**Excerpted passage:**
_ _ _

Cray® XK7™: Scalable Many-Core Performance
Adaptive Hybrid Computing
The Cray® XK7™ compute node combines AMD's 16-core Opteron™ 6200 Series processor and the NVIDIA® Tesla® K20 GPU Accelerator to create a hybrid unit with the intra-node scalability, power-efficiency of acceleration and flexibility to run applications with either scalar or accelerator components. This compute unit, combined with the excellent inter-node scalability of Cray’s Gemini interconnect, creates a system geared for any computing challenge.
Integrated Hardware Supervisory System
Cray's Hardware Supervisory System (HSS) integrates hardware and software components to provide system monitoring, fault identification and recovery. An independent system with its own control processors and supervisory network, the HSS monitors and manages all major hardware and software components in the Cray XK7 supercomputer. In addition to providing recovery services in the event of a hardware or software failure, HSS controls power-up, power-down and boot sequences, manages the interconnect, reroutes around failed interconnect links, and displays the machine state to the system administrator.

_ _ _

[Images for object localization]

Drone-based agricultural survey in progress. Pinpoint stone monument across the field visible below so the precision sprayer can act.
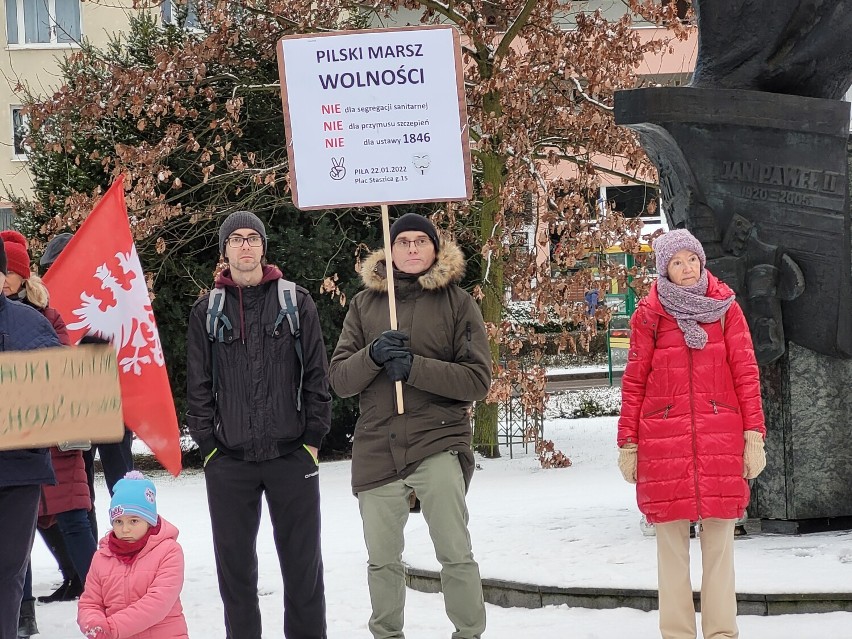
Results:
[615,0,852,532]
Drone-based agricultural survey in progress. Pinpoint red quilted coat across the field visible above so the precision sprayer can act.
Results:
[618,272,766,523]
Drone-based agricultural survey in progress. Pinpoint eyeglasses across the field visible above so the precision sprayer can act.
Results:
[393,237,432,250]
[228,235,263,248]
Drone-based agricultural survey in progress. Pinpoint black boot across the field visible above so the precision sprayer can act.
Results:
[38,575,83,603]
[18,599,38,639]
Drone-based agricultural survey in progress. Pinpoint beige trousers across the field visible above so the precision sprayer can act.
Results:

_ _ _

**Complete the following:**
a - From the final sentence of the section on the Hardware Supervisory System in the Cray XK7 description, list every function that sentence attributes to HSS.
b - Answer these questions using the Cray XK7 description:
(i) How many cores does the AMD Opteron 6200 Series processor in the compute node have?
(ii) What is the name of Cray's interconnect?
(iii) Besides its own control processors, what else does the Hardware Supervisory System have as an independent system?
c - Rewrite the passage from the Cray XK7 description starting at "Integrated Hardware Supervisory" and ending at "the system administrator.", replacing "supervisory network" with "management network".
Rely solely on the Cray XK7 description when responding.

**Written answers:**
a -
- Providing recovery services in the event of a hardware or software failure
- Controlling power-up, power-down and boot sequences
- Managing the interconnect
- Rerouting around failed interconnect links
- Displaying the machine state to the system administrator

b -
(i) 16 cores.
(ii) Gemini.
(iii) Its own supervisory network.

c -
Integrated Hardware Supervisory System
Cray's Hardware Supervisory System (HSS) integrates hardware and software components to provide system monitoring, fault identification and recovery. An independent system with its own control processors and management network, the HSS monitors and manages all major hardware and software components in the Cray XK7 supercomputer. In addition to providing recovery services in the event of a hardware or software failure, HSS controls power-up, power-down and boot sequences, manages the interconnect, reroutes around failed interconnect links, and displays the machine state to the system administrator.